(Beginning of Data for processing)

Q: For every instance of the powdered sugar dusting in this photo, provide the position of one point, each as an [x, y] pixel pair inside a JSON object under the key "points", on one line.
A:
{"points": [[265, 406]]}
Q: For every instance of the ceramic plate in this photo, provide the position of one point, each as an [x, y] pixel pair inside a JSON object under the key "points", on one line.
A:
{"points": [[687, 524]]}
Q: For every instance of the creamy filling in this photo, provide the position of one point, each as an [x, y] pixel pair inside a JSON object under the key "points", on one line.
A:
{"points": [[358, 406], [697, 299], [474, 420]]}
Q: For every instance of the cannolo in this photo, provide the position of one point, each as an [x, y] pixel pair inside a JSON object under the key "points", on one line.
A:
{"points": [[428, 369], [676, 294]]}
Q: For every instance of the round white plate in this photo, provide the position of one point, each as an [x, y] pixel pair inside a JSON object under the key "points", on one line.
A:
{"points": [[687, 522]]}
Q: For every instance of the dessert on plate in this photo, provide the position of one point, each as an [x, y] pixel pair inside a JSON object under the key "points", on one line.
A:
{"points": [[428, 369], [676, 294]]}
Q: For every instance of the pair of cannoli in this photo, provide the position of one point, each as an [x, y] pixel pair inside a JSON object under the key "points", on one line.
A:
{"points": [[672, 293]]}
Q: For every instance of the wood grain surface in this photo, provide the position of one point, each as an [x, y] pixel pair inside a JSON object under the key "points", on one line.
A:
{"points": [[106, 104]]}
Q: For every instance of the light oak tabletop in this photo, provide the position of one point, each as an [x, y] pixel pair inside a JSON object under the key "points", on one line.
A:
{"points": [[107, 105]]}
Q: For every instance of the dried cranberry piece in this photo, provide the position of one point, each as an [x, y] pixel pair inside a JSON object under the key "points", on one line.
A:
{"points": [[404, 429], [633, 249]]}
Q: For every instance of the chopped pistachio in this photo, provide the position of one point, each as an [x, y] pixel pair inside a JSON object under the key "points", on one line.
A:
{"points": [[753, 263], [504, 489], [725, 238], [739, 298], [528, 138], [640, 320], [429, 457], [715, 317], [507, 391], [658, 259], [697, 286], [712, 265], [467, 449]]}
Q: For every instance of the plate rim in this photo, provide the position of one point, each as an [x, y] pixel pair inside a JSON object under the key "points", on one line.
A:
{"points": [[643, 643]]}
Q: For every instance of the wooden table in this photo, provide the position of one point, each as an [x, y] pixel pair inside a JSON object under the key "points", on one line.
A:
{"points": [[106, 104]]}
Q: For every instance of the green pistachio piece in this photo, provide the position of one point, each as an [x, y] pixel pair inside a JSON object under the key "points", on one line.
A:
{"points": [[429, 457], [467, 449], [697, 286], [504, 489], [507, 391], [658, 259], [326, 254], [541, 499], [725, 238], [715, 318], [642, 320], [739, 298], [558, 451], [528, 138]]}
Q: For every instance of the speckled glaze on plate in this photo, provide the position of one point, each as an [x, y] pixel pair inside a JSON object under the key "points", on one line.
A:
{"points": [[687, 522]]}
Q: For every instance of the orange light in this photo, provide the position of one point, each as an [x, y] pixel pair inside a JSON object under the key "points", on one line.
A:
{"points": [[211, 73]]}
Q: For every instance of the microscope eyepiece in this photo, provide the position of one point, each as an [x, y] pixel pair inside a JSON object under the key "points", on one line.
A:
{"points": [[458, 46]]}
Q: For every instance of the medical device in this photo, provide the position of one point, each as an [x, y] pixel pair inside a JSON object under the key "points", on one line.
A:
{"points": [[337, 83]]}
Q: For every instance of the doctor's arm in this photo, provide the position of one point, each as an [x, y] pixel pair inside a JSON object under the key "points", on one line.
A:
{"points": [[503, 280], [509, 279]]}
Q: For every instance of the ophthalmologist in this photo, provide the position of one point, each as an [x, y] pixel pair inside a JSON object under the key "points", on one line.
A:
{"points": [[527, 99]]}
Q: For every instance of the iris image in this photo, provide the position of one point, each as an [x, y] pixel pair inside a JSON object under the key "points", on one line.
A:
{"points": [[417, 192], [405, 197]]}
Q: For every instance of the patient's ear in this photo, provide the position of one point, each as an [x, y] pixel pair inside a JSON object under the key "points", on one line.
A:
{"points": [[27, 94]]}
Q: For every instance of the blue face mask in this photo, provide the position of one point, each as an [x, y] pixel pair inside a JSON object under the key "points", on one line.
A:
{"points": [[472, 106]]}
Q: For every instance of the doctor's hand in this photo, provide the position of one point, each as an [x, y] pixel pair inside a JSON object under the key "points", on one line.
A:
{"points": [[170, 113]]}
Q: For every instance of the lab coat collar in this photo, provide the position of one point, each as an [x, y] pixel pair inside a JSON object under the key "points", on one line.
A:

(End of Data for processing)

» Task to carry out:
An exact copy of every entry is required.

» Solution for this task:
Q: For every instance of the powdered sugar dusting in this photo, provide the position of one point, each as an [x, y] pixel pair inside a JSON object under the key "points", on one line.
A:
{"points": [[265, 406]]}
Q: For every instance of the ceramic plate in this photo, provide the position of one point, each as an [x, y] pixel pair inside a JSON object under the key "points", on one line.
A:
{"points": [[687, 524]]}
Q: For every instance of the creamy filling in this photo, provide the position of one point, each as an [x, y] pixel pair inside a JSON object under the key "points", on one line.
A:
{"points": [[358, 406], [697, 299], [474, 420]]}
Q: For every instance of the cannolo in this photo, provide the position of one point, each as an [x, y] pixel pair inside a JSON object under the key "points", on one line.
A:
{"points": [[428, 369], [676, 294]]}
Q: For every instance of the round white plate in this photo, provide the position of one point, each as an [x, y] pixel pair inside a JSON object under the key "points", on one line.
A:
{"points": [[687, 522]]}
Q: For every instance of the dessert on plate in this photo, provide the position of one point, each as an [x, y] pixel pair inside a JSON object under the key "points", on one line.
A:
{"points": [[428, 369], [676, 294]]}
Q: For every instance of the pair of cannoli in this photo, provide the position of one point, each as an [x, y] pixel pair inside a JSON object under the key "points", on one line.
A:
{"points": [[672, 293]]}
Q: For every instance of the wood grain surface in this photo, provide the position of one point, each as an [x, y] pixel pair inside a JSON object under the key "points", on one line.
A:
{"points": [[106, 104]]}
Q: For every instance of the light oak tabletop in this photo, provide the position of one point, each as an [x, y] pixel pair inside a JSON object under the key "points", on one line.
A:
{"points": [[107, 105]]}
Q: For every instance of the dried cranberry piece in this photo, provide the position of one point, each as an [x, y] pixel pair inside a JSON object under the key "points", on one line.
A:
{"points": [[404, 429], [633, 249]]}
Q: For every instance of the chopped pistachio in this photo, provide the position of one point, each as an [x, y] pixel pair inside a JSON object under the key "points", on one line.
A:
{"points": [[753, 263], [504, 489], [725, 238], [739, 298], [528, 138], [640, 320], [429, 457], [715, 317], [507, 391], [658, 259], [697, 286], [712, 265], [467, 449]]}
Q: For every instance of the plate rim in this photo, provide the position of one point, each as an [x, y] pixel pair inside a JSON object under the key "points", on one line.
A:
{"points": [[643, 643]]}
Q: For every instance of the wooden table in this photo, provide the position of one point, each as an [x, y] pixel pair inside a JSON object under the key "points", on one line.
A:
{"points": [[106, 104]]}
Q: For every instance of the green pistachio piece in this photo, provide the position of one point, each as an [x, y] pixel pair inside a JSON object under the key "points", on one line.
A:
{"points": [[429, 457], [467, 449], [697, 286], [504, 489], [507, 391], [658, 259], [326, 254], [541, 499], [725, 238], [715, 318], [642, 320], [739, 298], [558, 451], [528, 138]]}
Q: For every instance of the speckled glaze on plate in this photo, provide the position of one point, each as an [x, y] pixel pair inside a JSON object under the key "points", on one line.
A:
{"points": [[687, 522]]}
Q: For every instance of the orange light in this photo, provide the position of one point, each as an [x, y] pixel pair inside a JSON object under the key "points", on one line.
A:
{"points": [[211, 73]]}
Q: For every instance of the microscope eyepiece in this photo, provide the position of one point, each as an [x, y] pixel pair inside a JSON object under the key "points", on one line.
A:
{"points": [[458, 46]]}
Q: For every instance of the medical device in this photo, provide the position of one point, each as an [x, y] pixel pair inside a JSON object under the key "points", on one line.
A:
{"points": [[337, 83]]}
Q: For every instance of the doctor's arm in this photo, provide the position of one point, each as an [x, y] pixel pair inside a JSON object under the key "points", on one line.
A:
{"points": [[503, 280], [509, 279]]}
Q: For every instance of the ophthalmologist in this photo, provide the position of one point, each as an [x, y] pixel pair inside a JSON object under the key "points", on one line.
A:
{"points": [[527, 99]]}
Q: For every instance of the iris image in this photo, provide the position of one point, each as an [x, y] pixel pair inside a JSON object under the key "points", on one line.
A:
{"points": [[417, 192], [405, 197]]}
Q: For every instance of the patient's ear in this photo, provide the position of one point, each as an [x, y] pixel pair inside a JSON object under the key "points", on one line.
A:
{"points": [[27, 94]]}
Q: For every instance of the blue face mask in this photo, provide the position of one point, each as an [x, y] pixel pair inside a JSON object under the key "points", on one line.
A:
{"points": [[472, 106]]}
Q: For every instance of the doctor's hand in this photo, provide the position of one point, each as an [x, y] pixel pair inside a JSON object under the key "points", on one line.
A:
{"points": [[170, 113]]}
Q: For every instance of the lab coat collar in this photo, provide the position of one point, each as an [x, y] pixel pair inside a JSON object under the key "points", on one line.
A:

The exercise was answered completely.